_Exercise input:_
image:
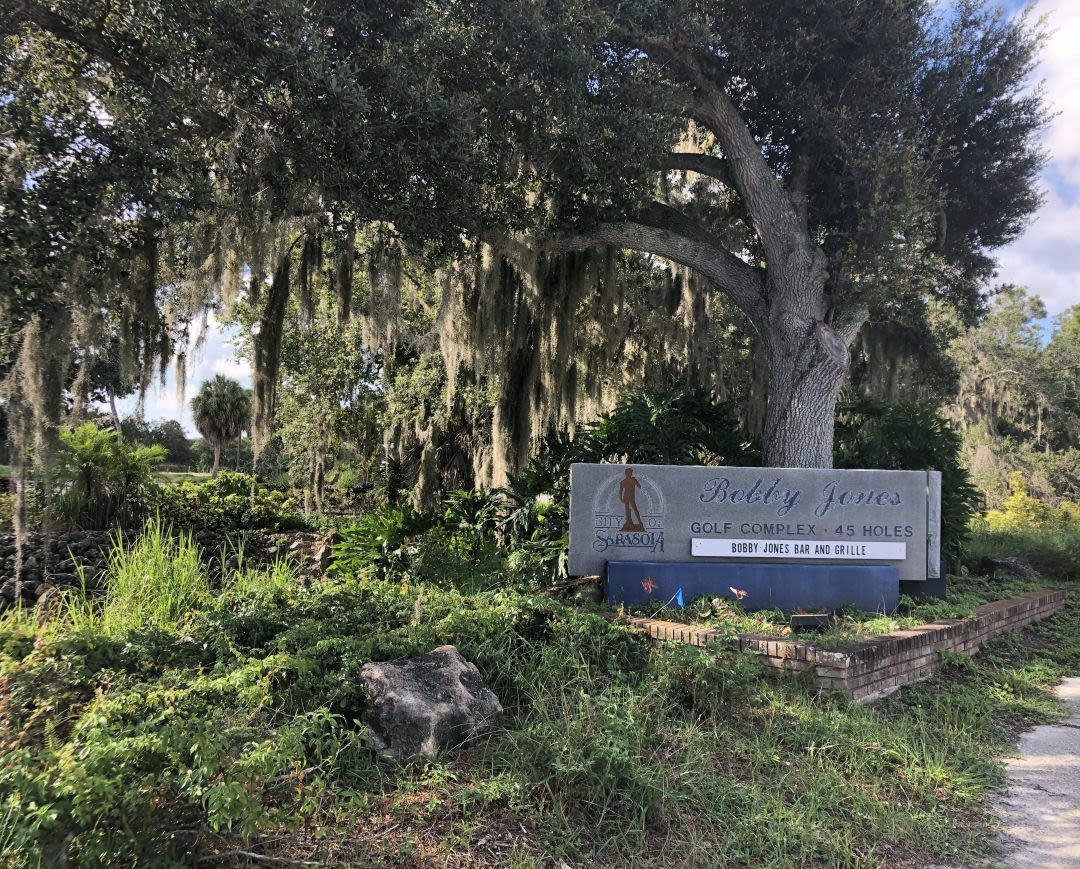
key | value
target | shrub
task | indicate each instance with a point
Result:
(232, 502)
(378, 543)
(102, 480)
(910, 437)
(1047, 535)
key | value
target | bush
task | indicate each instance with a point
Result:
(1021, 512)
(1047, 535)
(102, 480)
(910, 437)
(232, 502)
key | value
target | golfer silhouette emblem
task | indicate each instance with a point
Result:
(628, 494)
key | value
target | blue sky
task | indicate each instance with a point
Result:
(1045, 260)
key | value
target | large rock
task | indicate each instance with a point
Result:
(1007, 566)
(421, 704)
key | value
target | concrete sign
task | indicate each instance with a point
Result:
(673, 513)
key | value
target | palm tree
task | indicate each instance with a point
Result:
(223, 410)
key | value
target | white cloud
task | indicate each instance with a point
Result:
(215, 356)
(1047, 258)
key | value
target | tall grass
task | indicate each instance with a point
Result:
(156, 580)
(1053, 552)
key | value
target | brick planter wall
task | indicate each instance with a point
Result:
(876, 667)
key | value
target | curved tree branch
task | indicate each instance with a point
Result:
(666, 232)
(714, 167)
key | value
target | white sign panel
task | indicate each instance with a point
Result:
(841, 550)
(677, 513)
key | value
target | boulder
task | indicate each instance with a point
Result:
(419, 705)
(1009, 566)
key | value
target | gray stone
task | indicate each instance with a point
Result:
(1010, 566)
(673, 505)
(421, 704)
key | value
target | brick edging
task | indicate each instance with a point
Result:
(875, 667)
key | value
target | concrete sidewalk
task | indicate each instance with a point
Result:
(1041, 808)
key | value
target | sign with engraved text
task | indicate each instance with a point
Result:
(674, 513)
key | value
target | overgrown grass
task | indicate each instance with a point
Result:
(157, 581)
(186, 727)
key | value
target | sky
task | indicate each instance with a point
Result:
(1045, 259)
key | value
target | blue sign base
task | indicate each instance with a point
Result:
(807, 587)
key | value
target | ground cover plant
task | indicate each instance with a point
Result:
(166, 727)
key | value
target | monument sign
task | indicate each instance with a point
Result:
(658, 514)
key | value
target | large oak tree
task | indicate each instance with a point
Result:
(818, 161)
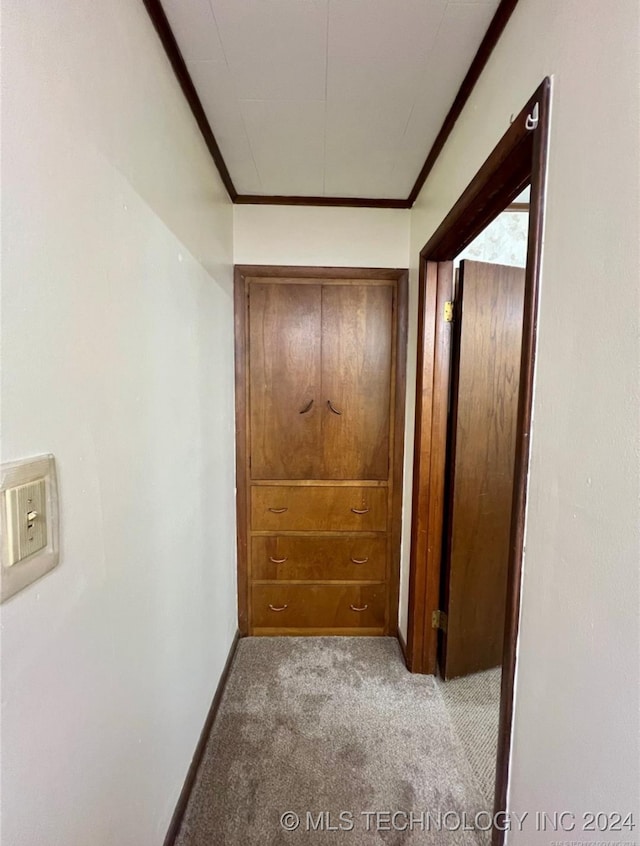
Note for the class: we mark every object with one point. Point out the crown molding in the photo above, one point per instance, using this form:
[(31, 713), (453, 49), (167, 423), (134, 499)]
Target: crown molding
[(167, 38)]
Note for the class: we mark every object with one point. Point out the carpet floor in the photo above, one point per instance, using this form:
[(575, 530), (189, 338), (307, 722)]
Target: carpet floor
[(323, 726), (473, 704)]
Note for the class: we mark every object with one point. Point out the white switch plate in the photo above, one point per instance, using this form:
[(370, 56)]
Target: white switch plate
[(28, 522)]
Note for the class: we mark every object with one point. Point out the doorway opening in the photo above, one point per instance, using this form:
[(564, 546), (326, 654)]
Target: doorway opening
[(518, 161)]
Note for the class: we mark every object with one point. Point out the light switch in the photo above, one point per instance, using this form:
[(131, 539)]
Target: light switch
[(29, 522), (26, 520)]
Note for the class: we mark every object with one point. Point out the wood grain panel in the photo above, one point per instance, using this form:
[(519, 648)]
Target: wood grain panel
[(318, 558), (318, 606), (357, 340), (289, 508), (484, 415), (285, 374)]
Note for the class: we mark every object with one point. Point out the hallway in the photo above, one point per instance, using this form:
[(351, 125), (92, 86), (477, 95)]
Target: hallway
[(313, 725)]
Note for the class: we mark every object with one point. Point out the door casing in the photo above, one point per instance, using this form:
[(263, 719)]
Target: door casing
[(519, 159)]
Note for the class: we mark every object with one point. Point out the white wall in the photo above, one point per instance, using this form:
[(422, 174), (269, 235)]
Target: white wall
[(503, 241), (329, 236), (577, 710), (117, 357)]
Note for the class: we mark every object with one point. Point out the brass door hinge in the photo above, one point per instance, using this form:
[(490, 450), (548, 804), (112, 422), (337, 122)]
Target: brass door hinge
[(439, 620)]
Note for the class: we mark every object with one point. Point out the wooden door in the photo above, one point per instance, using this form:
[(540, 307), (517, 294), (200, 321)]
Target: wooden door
[(285, 380), (357, 344), (485, 382)]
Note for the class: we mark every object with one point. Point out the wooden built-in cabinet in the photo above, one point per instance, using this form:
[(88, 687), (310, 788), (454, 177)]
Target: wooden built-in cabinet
[(320, 380)]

_Work instructions:_ Reproduce each line word for word and drop the pictures.

_Exercise solution:_
image:
key | value
target | shrub
task | indicate each instance with a point
Result:
(232, 502)
(378, 543)
(102, 480)
(910, 437)
(1047, 535)
key | value
target | bush
task | indicate each instance with a point
Result:
(1021, 512)
(1047, 535)
(102, 480)
(910, 437)
(232, 502)
key | value
target | golfer silhouette emblem
task | indicate each instance with a point
Result:
(628, 494)
key | value
target | blue sky
task | indicate each instance with a point
Result:
(1045, 260)
key | value
target | large rock
task | indicate each instance with a point
Result:
(1007, 566)
(421, 704)
key | value
target | concrete sign
task | indicate each instance with a point
Result:
(673, 513)
key | value
target | palm tree
task | indicate each instance with a point
Result:
(223, 410)
key | value
target | white cloud
task | indicate each instance with a point
Result:
(215, 356)
(1047, 258)
key | value
target | tall grass
task | indicate each instance with a point
Result:
(156, 580)
(1053, 552)
key | value
target | brick planter wall
task | indicate each instance with a point
Result:
(876, 667)
key | value
target | curved tree branch
task | indicate each instance with a point
Result:
(666, 232)
(714, 167)
key | value
target | white sign panel
task | indicate each instance with a point
Result:
(841, 550)
(677, 513)
key | value
target | boulder
task | indicate each instance with a point
Result:
(419, 705)
(1009, 566)
key | value
target | gray stone
task | indicate each instance with a point
Result:
(1010, 566)
(673, 505)
(421, 704)
key | value
target | brick edging
task | indicate each instance with a point
Result:
(875, 667)
key | value
target | concrete sidewalk
task | indicate each instance with a point
Result:
(1041, 808)
key | value
target | sign with engraved text
task | indicate each instance with a point
Result:
(674, 513)
key | value
target | overgrown grass
task | indicate each instance with a point
Result:
(157, 581)
(186, 727)
key | value
target | sky
task | indicate each instance with a point
Result:
(1045, 259)
key | value
target | blue sign base
task | indicate each instance with a point
Result:
(807, 587)
key | value
target | ground cover plant
task | indicate each instance with a point
Result:
(166, 727)
key | value
target | monument sign
task | indicate each instance with a point
Result:
(658, 514)
key | value
target | large oak tree
task | indicate each instance with a point
Result:
(818, 161)
Note for the class: we mark every object with one point. Point out the crown molding in the photo above, one point per instance, using this form:
[(31, 713), (453, 49), (167, 423), (134, 499)]
Target: crown molding
[(167, 38)]
Note for the class: we mark every object with one point. Point out the carpet floor in the photo above, one point per instance, using this form:
[(575, 530), (189, 338), (307, 722)]
Target: carpet floor
[(323, 726), (473, 704)]
Note for the class: we mark every object with one point. Point out the white switch plate in the photo above, one point per instance, using this form:
[(370, 56)]
Target: white switch plate
[(28, 522)]
Note for the class: we mark every object with one point. Point out the doorway opening in the photo above, one point per instance, using this form:
[(564, 546), (326, 654)]
Target: doorway opening
[(518, 161)]
Note for the class: we mark every object with one point. Point out the light switch in the photo above, one point per instance, using this form:
[(131, 539)]
Target: light switch
[(29, 522), (26, 520)]
Note for the class: we mark every object with one point. Point out the wood grain panel in the photo above, one point per instance, using this form:
[(519, 648)]
Target: wood grain panel
[(318, 558), (318, 606), (357, 340), (289, 508), (484, 415), (285, 374)]
Note for the class: we mark every object with one point. Point out the hallway in the photo above, one point per instance, using this form:
[(351, 125), (92, 86), (477, 95)]
Target: hallway
[(313, 725)]
Note for the class: we mark every object with one point. Point out the door casing in the photo above, one point per instance, using this form:
[(263, 719)]
Target: door casing
[(519, 159)]
Note for the class: we mark every object with one point. Point out the white wall in the photo above, one point per instance, using this form:
[(422, 174), (269, 235)]
Target: white wall
[(503, 241), (329, 236), (577, 710), (117, 357)]
Note for the class: we mark every object with one point. Point out the brass door hinge in the photo above, one point per instance, using this form:
[(490, 450), (548, 804), (112, 422), (337, 122)]
Target: brass door hinge
[(439, 620)]
Note for the class: we mark every object with one point. Point out the wooden door in the photo above, one point per instance, using this form:
[(540, 307), (517, 294), (200, 321)]
Target: wooden door
[(285, 380), (357, 344), (485, 382)]
Note for the class: we mark every object with one point. Point out the wooden built-in cabinet in the photo above, one point per instance, using this form:
[(88, 687), (310, 788), (454, 177)]
Target: wooden built-in cabinet
[(320, 380)]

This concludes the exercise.